■ SELECTED TEXT:
Wakiso District is a district in the Central Region of Uganda that partly encircles Kampala, Uganda's capital city. Formed in 2000 out of Mpigi District, the district was created after merging the six major counties of Busiro, Kyaddondo, Entebbe Municipality, Nansana Municipality, Kira Municipality and Makindye-Sabagabo Municipality. The town of Wakiso is the site of the district headquarters. Kira, the country's second largest city and suburb of Kampala, is in the district.
The district was first governed by Eng. Ian Kyeyune who was later succeeded by Dr. Matia Lwanga Bwanika.

==Location==
Wakiso District lies in the Central Region of the country, bordering Nakaseke District and Luweero District to the north, Mukono District to the east, Kalangala District in Lake Victoria to the south, Mpigi District to the southwest and Mityana District to the northwest. The town of Wakiso, where the district headquarters are located, lies approximately 20 km northwest of Kampala, the capital of Uganda and the largest city in the country. The coordinates of the district are: 00 24N, 32 29E.

■ TO DO:
Extend the text about Wakiso District past its last sentence. The records have nothing to do with the Wakiso District text.

■ LISTED ENTRIES:
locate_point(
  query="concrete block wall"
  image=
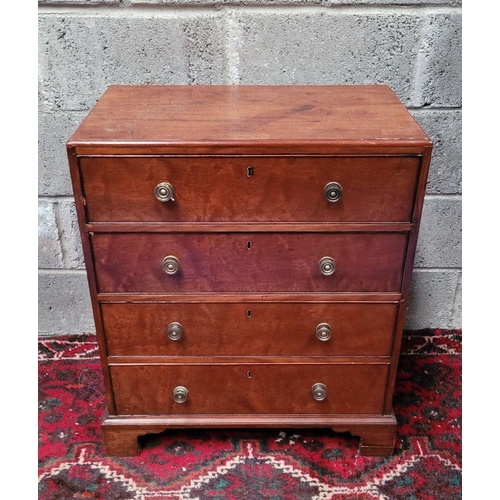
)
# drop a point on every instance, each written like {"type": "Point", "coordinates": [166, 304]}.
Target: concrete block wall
{"type": "Point", "coordinates": [412, 45]}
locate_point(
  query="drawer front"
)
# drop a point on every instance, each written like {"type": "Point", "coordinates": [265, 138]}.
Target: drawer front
{"type": "Point", "coordinates": [248, 389]}
{"type": "Point", "coordinates": [252, 329]}
{"type": "Point", "coordinates": [374, 189]}
{"type": "Point", "coordinates": [258, 262]}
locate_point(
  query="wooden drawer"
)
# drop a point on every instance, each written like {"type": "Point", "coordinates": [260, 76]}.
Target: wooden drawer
{"type": "Point", "coordinates": [285, 262]}
{"type": "Point", "coordinates": [249, 389]}
{"type": "Point", "coordinates": [375, 189]}
{"type": "Point", "coordinates": [251, 329]}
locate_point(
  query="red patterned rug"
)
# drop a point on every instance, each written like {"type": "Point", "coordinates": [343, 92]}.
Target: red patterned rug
{"type": "Point", "coordinates": [275, 464]}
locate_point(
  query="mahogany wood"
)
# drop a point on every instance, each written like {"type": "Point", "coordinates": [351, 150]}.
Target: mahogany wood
{"type": "Point", "coordinates": [249, 388]}
{"type": "Point", "coordinates": [227, 116]}
{"type": "Point", "coordinates": [275, 262]}
{"type": "Point", "coordinates": [220, 189]}
{"type": "Point", "coordinates": [249, 243]}
{"type": "Point", "coordinates": [265, 329]}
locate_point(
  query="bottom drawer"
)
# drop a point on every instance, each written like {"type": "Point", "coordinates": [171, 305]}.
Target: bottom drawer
{"type": "Point", "coordinates": [249, 388]}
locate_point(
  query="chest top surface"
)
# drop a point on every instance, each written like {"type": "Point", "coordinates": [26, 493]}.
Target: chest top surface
{"type": "Point", "coordinates": [176, 116]}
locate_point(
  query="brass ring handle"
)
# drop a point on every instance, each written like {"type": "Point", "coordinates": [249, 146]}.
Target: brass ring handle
{"type": "Point", "coordinates": [319, 391]}
{"type": "Point", "coordinates": [333, 192]}
{"type": "Point", "coordinates": [324, 332]}
{"type": "Point", "coordinates": [170, 264]}
{"type": "Point", "coordinates": [164, 192]}
{"type": "Point", "coordinates": [180, 394]}
{"type": "Point", "coordinates": [174, 331]}
{"type": "Point", "coordinates": [327, 266]}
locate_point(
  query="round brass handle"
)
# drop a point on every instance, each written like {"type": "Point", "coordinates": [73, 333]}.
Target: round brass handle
{"type": "Point", "coordinates": [164, 192]}
{"type": "Point", "coordinates": [333, 192]}
{"type": "Point", "coordinates": [324, 332]}
{"type": "Point", "coordinates": [174, 331]}
{"type": "Point", "coordinates": [170, 264]}
{"type": "Point", "coordinates": [327, 266]}
{"type": "Point", "coordinates": [319, 391]}
{"type": "Point", "coordinates": [180, 394]}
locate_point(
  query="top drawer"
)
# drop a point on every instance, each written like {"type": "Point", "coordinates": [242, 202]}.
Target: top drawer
{"type": "Point", "coordinates": [249, 189]}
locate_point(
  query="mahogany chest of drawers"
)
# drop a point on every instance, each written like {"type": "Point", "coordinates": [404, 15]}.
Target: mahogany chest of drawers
{"type": "Point", "coordinates": [249, 251]}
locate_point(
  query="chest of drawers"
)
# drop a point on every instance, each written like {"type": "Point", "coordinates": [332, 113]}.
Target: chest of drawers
{"type": "Point", "coordinates": [249, 252]}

■ SOLVED EXERCISE:
==Demographics==

In 1991, the national population census estimated the district population at 562,887. According to the 2002 national census figures, Wakiso District had a population of 907,988, making it the second-most populated district in the country. At that time, 53 percent of the population were children below the age of 18 years and 17 percent of the population were orphans. The national census and household survey of 2014 enumerated 1,997,418 people in the district. The Uganda Bureau of Statistics (UBOS) estimated the total population in the district, as of mid-year 2020 at 2,915,000. UBOS also calculated that the district population increased at an average annual rate of 6.7 percent, between 2014 and 2020.
According to the preliminary 2024 Census results, the population is approximately 3.3 million people, comprising about 51% females and 49% males, thus making the district almost the dormitory of the Metropolitan areas.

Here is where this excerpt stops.